» **What you are asked to do**:
An exact copy of every entry is the required answer.

Segment Start: Available data

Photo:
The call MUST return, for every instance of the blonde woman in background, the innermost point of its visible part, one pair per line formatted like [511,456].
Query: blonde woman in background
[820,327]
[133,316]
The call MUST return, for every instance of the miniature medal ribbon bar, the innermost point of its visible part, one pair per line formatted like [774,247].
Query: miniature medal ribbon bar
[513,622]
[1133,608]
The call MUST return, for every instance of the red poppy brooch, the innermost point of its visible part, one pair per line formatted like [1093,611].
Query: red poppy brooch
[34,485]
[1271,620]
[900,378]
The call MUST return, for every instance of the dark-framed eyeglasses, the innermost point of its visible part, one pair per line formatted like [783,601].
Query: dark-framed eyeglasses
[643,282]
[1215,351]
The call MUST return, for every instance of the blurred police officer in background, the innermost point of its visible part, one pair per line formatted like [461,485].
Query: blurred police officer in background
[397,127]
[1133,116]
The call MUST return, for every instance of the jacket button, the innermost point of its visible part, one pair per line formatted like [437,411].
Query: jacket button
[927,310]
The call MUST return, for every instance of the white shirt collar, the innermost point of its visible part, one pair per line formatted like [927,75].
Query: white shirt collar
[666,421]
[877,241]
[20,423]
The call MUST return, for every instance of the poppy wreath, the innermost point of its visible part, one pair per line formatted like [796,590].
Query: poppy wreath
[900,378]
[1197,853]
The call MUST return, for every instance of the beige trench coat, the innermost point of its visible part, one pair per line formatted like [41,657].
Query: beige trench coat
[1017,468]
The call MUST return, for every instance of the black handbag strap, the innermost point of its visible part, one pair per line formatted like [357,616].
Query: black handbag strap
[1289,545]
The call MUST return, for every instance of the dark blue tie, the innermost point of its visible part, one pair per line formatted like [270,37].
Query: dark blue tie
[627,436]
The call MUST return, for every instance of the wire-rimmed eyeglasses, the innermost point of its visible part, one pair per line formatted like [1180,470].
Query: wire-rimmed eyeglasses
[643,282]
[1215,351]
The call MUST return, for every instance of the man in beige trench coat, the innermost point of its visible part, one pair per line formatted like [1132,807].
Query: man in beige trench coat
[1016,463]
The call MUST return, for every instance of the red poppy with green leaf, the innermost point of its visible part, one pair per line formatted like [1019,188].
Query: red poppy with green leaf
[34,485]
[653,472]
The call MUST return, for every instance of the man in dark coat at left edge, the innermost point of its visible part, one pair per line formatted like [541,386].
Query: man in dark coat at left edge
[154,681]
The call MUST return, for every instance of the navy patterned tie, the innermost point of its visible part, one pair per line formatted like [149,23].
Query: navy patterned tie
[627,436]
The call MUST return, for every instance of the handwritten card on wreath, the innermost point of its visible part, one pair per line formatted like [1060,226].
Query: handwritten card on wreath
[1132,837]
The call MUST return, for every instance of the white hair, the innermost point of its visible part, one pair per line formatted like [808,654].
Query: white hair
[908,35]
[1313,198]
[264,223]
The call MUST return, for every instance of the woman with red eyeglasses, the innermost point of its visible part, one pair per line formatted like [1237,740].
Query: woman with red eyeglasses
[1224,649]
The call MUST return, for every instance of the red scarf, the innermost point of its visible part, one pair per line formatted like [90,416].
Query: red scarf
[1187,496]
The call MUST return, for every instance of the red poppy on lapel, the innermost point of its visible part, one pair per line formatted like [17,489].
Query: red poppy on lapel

Segment End: Available data

» **Response to this exercise**:
Photo:
The call MUST return, for every instance of the blonde woman in background, the innermost point of its visible part, one pair per line formatted like [511,456].
Query: blonde woman in background
[820,327]
[133,316]
The call MUST return, for every instance of the miniature medal ribbon bar, the innermost point of its visible part, one pair per line formatted like [774,247].
Query: miniature medal ribbon bar
[513,622]
[1133,608]
The call MUST return, for every instance of the red poppy brooch, the innermost point of its visible part, one pair per line formatted like [1093,611].
Query: red poppy brooch
[34,485]
[1271,620]
[900,378]
The call MUST return, for every instance of the dark-framed eyeglasses, the innermost point of its visible part, one pair per line formatted like [783,601].
Query: dark-framed eyeglasses
[643,282]
[1215,351]
The call MUST return, for every instance of the blurred police officer in background, the innermost point of its visible part, one pair per line formatted like [461,485].
Query: blurred police officer in background
[397,127]
[1133,116]
The call MUST return, for every instance of the jacket button, the innermost point of its visible part, one pair per line formatted like [437,411].
Query: jacket button
[927,310]
The call MUST return, for every instance of the white shirt collar, the innermost point of its visible part, one pair per line formatted like [927,75].
Query: white shirt collar
[666,421]
[877,241]
[20,423]
The call MUST return, for every instance of the poppy wreath, the innermost point of its visible part, one pair per line formatted like [796,590].
Query: poppy wreath
[900,378]
[1197,853]
The call MUST return, for every instance of the beige trench coat, the innermost point of its visible part, one pair per line formatted like [41,657].
Query: beige trench coat
[1017,468]
The call MUST return, for every instance of the black handbag strap, the innermost point of its visible part, one pair per line formatted like [357,616].
Query: black handbag strap
[1289,545]
The call MUST return, for every instance of the dark blue tie, the innermost point of its visible part, one pair per line formatted like [270,37].
Query: dark blue tie
[627,436]
The call MUST return, for every instance of the wire-rimmed eyeglasses, the innermost point of its visible part, one pair per line formatted like [1180,470].
Query: wire-rimmed eyeglasses
[643,282]
[1215,351]
The call MUST return, for every instance of the man in beige trench coat, the innermost point of its visible part, one pair per line formatted like [1132,807].
Query: man in beige trench coat
[1016,463]
The call MUST return, for every instance of the red poppy with green leaf, the innermost point of its visible part, one pair per line formatted like [1019,188].
Query: red poppy with green leaf
[34,485]
[653,472]
The call MUST return, for every instance of the man in dark coat at left edge, the innermost point of its visible part, one pair per line formatted like [541,386].
Query: man in dark coat at left edge
[154,681]
The call MUST return, for every instance of the navy patterned tie, the innermost point of its visible part, one pair per line formatted like [149,23].
Query: navy patterned tie
[627,436]
The call MUST return, for every instance of the handwritten card on wreath, the innermost point of its visible part, one pair per line formatted like [1060,226].
Query: handwritten card on wreath
[1132,837]
The call MUST return, for every instance of the white hair, the innermost point of its visible part, one pair per line formatted like [808,654].
Query: white hair
[908,35]
[1313,198]
[264,223]
The call MUST return, for every instance of the woman with red eyeglasses, the innermost point of its visible part, one pair per line formatted like [1237,740].
Query: woman with red eyeglasses
[1224,649]
The call MUST return, for every instance of the red scarf, the innermost point of its visible part, one pair per line formatted like [90,416].
Query: red scarf
[1187,496]
The call MUST return, for every instance of the red poppy on lapel, the innermost point of its visible part, one pair per line formatted like [17,489].
Query: red poppy on lapel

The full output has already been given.